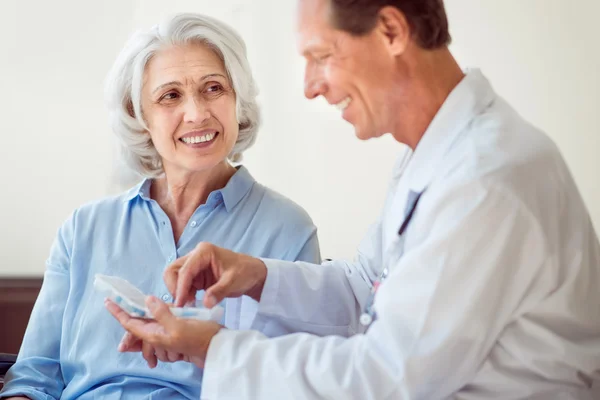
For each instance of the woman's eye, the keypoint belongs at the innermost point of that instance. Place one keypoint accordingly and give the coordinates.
(216, 88)
(169, 96)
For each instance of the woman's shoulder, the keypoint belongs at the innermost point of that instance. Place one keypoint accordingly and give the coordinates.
(103, 207)
(282, 208)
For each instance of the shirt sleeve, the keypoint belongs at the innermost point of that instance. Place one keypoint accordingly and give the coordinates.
(37, 373)
(322, 299)
(440, 311)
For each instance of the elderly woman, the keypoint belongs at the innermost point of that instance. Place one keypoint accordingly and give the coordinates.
(182, 102)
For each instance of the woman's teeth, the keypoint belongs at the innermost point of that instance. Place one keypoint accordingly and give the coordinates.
(343, 104)
(199, 139)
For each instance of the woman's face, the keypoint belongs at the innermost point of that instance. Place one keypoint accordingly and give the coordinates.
(188, 104)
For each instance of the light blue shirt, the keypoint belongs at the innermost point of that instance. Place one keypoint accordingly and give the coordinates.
(70, 348)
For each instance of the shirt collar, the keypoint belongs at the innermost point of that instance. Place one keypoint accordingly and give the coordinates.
(469, 98)
(238, 186)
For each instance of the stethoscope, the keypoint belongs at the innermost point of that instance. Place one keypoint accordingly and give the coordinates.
(369, 315)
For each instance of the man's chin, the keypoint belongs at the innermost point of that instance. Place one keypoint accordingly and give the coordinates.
(364, 134)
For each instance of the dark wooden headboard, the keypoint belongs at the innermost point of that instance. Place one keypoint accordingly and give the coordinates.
(17, 297)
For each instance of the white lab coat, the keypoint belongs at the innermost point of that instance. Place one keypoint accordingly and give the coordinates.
(493, 290)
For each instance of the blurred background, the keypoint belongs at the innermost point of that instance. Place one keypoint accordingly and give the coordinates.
(57, 151)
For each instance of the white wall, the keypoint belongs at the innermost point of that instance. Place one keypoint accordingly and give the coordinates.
(542, 55)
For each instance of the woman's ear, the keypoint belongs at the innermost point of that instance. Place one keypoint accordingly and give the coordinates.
(394, 28)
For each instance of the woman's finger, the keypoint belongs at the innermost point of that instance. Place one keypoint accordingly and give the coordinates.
(161, 354)
(148, 353)
(130, 343)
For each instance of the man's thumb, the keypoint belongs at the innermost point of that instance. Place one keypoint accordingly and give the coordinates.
(160, 311)
(216, 293)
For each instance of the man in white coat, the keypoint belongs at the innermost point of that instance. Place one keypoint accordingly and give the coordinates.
(480, 279)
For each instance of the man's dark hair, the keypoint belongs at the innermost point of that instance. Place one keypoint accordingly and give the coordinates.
(426, 18)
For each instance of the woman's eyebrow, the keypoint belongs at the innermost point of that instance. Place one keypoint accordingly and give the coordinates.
(177, 83)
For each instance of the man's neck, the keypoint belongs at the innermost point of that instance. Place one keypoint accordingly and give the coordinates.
(432, 76)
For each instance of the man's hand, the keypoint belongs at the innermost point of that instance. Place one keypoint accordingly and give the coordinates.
(222, 273)
(175, 338)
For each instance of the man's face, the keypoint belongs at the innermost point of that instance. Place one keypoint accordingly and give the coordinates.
(353, 73)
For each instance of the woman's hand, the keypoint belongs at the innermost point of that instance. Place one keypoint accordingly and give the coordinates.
(167, 337)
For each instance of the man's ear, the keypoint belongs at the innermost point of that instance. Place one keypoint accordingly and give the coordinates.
(394, 28)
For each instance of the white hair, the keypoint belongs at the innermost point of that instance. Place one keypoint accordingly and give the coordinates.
(124, 85)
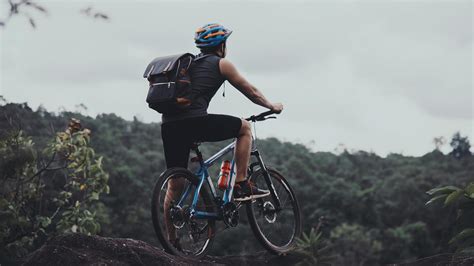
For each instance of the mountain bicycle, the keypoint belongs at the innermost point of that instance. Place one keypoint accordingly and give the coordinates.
(185, 224)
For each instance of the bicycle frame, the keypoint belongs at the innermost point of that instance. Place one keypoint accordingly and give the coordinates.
(204, 176)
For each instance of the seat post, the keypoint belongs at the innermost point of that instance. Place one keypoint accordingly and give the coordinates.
(198, 158)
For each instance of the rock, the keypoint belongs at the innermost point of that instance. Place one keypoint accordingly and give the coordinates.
(79, 249)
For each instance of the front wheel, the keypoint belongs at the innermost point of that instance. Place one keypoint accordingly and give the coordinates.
(275, 225)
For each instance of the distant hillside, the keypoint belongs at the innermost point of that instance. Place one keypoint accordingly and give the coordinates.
(374, 206)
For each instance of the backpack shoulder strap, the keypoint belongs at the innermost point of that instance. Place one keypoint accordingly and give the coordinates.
(201, 56)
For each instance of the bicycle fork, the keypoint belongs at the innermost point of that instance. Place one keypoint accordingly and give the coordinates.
(267, 178)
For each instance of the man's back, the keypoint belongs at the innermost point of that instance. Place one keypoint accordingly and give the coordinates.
(206, 80)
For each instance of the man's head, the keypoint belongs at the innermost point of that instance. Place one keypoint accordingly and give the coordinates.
(211, 38)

-- -- --

SHORT EXERCISE: Can you return every item above word for word, with the images left out?

EXERCISE SOLUTION:
For each instance of the woman's eye, the keypoint belongs at the innermost point of that instance. Place one keypoint accordingly and give the coordinates.
(216, 88)
(169, 96)
For each instance of the woman's shoulder, the keypoint belongs at the innermost point of that instance. Place one keypoint accordingly and give the coordinates.
(103, 207)
(282, 208)
For each instance of the shirt sleeve, the keypoint belongs at the innermost point of that instance. Place one keypoint accordingly and give the coordinates.
(37, 373)
(322, 299)
(440, 311)
For each instance of the elderly woman, the keypoint belongs at the innermost point of that instance. Place one keypoint accordingly and give the coordinates.
(182, 102)
For each instance of the woman's teeth, the keypoint belongs at the innermost point of that instance. Place one keypoint accordingly and give the coordinates.
(343, 104)
(199, 139)
For each instance of the woman's face, the keypoint belongs at the innermost point of that instance. Place one keypoint accordingly and give the coordinates.
(188, 104)
For each instance of the light blue shirt, the keypoint belongs at the innermost point of that instance. Place one keypoint accordingly and give the coordinates.
(70, 348)
For each instance of the shirt collar, the keypoint belongs at the innermost point of that instance. Place one keypoint accordingly and give the coordinates.
(469, 98)
(238, 186)
For each instance of the stethoscope, the keypoint belongs at the innermost point of that instance. Place one keypoint accordingly and give the coordinates.
(369, 315)
For each instance of the man's chin, the keypoint belongs at the innermost point of that instance. Place one keypoint accordingly and give the coordinates.
(364, 134)
For each instance of the dark wooden headboard, the keypoint belongs at the innermost point of that instance. Place one keypoint accordingly and give the coordinates.
(17, 297)
For each instance of the white lab coat, the keypoint belongs at the innermost point of that instance. Place one keypoint accordingly and give the coordinates.
(493, 290)
For each instance of the blurred background, the keypoint belongs at the innermost point of that instance. Place one keypoint accordingly and give the coordinates.
(57, 151)
For each instance of the white wall, the keypoint belongs at the innermost point of that instance. Place one keypoint accordingly and give the coordinates.
(542, 55)
For each instance of the woman's ear, the keypoint belongs at the innermost point of that instance. Place one keypoint accordingly and give the coordinates.
(394, 28)
For each instance of the woman's finger, the keypoint belongs at the innermost point of that instance. Place one keypoint accordingly and give the coordinates.
(161, 354)
(148, 353)
(130, 343)
For each instance of the man's thumb, the keypoint belongs at the innermost point of that instance. Place one keypoint accordingly and give the coordinates.
(160, 311)
(216, 293)
For each instance of the man in white coat, the keypoint belongs at the innermost point of that instance. Place one keypoint accordingly and give the coordinates.
(480, 279)
For each instance of the man's dark hair, the keypoint belongs at the innermost point of that instance. Place one keypoint accordingly and give the coordinates.
(426, 18)
For each instance of the woman's eyebrow, the keypoint belongs at the innermost point of that instance. Place one keypoint accordingly and give the coordinates.
(177, 83)
For each instance of the man's neck, the keypoint belongs at the innermost point of that instance. Place one keypoint accordingly and give the coordinates.
(432, 76)
For each instance of the man's hand, the keypoint belongs at the innermost point of that instance. Place one keypoint accordingly and give the coordinates.
(222, 273)
(175, 338)
For each instance of the man's face, the keypoint belongs at the innermost point of that instance. Place one keypoint accordingly and give the coordinates.
(353, 73)
For each instance of the woman's hand, the keypoint belongs at the innermost point of that instance. Place one keypoint accordingly and give the coordinates.
(167, 337)
For each instance of the man's ear, the keypoint belongs at the innermost point of that instance. Place one keypoint accordingly and give the coordinates.
(394, 28)
For each instance of the white hair, the keypoint belongs at the innermost point of that instance. Place one keypoint accordingly and give the coordinates.
(124, 85)
For each instance of the mountain bicycle, the keypoint belongs at the innermost point of that instance. Place one keypoint accordingly and give the coordinates.
(185, 224)
For each instance of the bicycle frame, the keypoint belongs at the innermost point of that instance. Place one keypoint accordingly and give the coordinates.
(204, 176)
For each instance of the seat post, the keypoint belongs at the innermost point of that instance. Place one keypoint accordingly and give the coordinates.
(198, 158)
For each instance of the rock, the keypoint belongs at the innermost point of that instance. Place one keypoint accordingly and give the coordinates.
(79, 249)
For each instance of the front wheel, the keypoint belongs at the innermost point of that instance. Place one keypoint accordingly and give the coordinates.
(275, 225)
For each instance of the distant hillside, the keypoint belongs at the innermost point of that instance. Place one keypoint accordingly and give the coordinates.
(374, 206)
For each instance of the backpack shoulder strap, the keypoint belongs at the innermost point of that instance. Place one keypoint accordingly and give the coordinates.
(201, 56)
For each instance of the bicycle fork, the keypoint belongs at the innermost point of that instance. Place one keypoint accordingly and give the coordinates.
(267, 178)
For each instance of the man's back, the keypoint belongs at the innermost point of that instance. Place one keypoint accordingly and give the coordinates.
(206, 80)
For each instance of the man's head, the keypoint belongs at the innermost point of that instance. Place one keypoint accordingly and give the coordinates.
(211, 38)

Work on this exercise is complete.